# What is required
How many lines below contain the word "sweater"? Reply solely with the number.
**** Data supplied ****
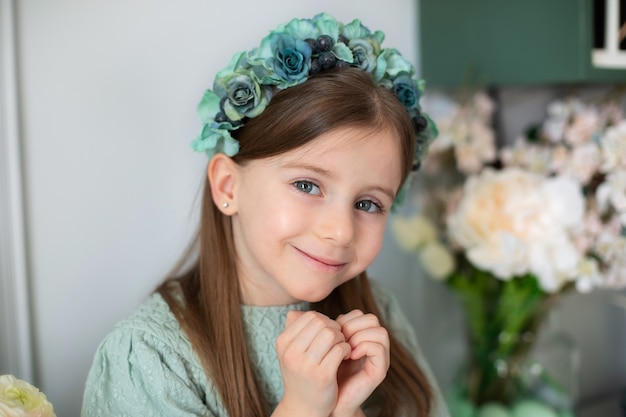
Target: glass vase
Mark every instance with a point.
(508, 367)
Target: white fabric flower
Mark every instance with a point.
(612, 193)
(614, 147)
(20, 399)
(513, 222)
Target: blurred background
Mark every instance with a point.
(99, 188)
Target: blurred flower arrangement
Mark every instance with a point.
(18, 398)
(509, 229)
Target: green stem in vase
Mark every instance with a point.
(503, 318)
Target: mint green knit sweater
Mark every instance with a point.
(147, 367)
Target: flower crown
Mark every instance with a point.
(287, 57)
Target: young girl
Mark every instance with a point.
(310, 138)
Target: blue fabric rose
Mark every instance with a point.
(389, 65)
(281, 60)
(292, 59)
(364, 53)
(245, 97)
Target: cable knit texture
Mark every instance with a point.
(147, 367)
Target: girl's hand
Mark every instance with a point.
(310, 351)
(368, 363)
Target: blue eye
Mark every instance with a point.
(307, 187)
(368, 206)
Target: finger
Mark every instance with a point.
(324, 340)
(336, 355)
(292, 316)
(303, 330)
(357, 323)
(343, 318)
(370, 343)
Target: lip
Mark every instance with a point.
(321, 262)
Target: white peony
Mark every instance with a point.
(20, 399)
(513, 222)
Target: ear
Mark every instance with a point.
(223, 172)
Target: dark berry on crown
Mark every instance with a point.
(313, 44)
(420, 123)
(325, 43)
(327, 60)
(315, 66)
(220, 117)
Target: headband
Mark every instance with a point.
(288, 56)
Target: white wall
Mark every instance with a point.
(108, 95)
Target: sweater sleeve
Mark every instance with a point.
(146, 367)
(400, 326)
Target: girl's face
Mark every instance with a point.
(313, 218)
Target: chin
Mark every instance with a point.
(314, 296)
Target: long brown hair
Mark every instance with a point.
(210, 308)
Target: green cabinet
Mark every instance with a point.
(509, 42)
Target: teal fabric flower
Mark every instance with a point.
(389, 65)
(245, 97)
(288, 56)
(281, 60)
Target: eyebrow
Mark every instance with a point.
(330, 175)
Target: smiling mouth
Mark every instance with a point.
(322, 261)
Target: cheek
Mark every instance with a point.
(371, 241)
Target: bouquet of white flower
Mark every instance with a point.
(509, 230)
(18, 398)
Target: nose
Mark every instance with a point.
(337, 225)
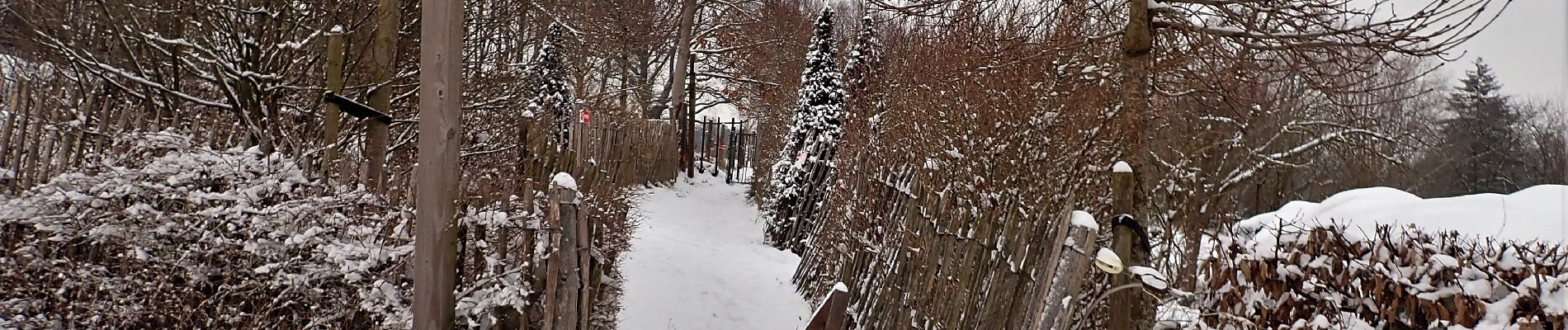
****
# Exercise response
2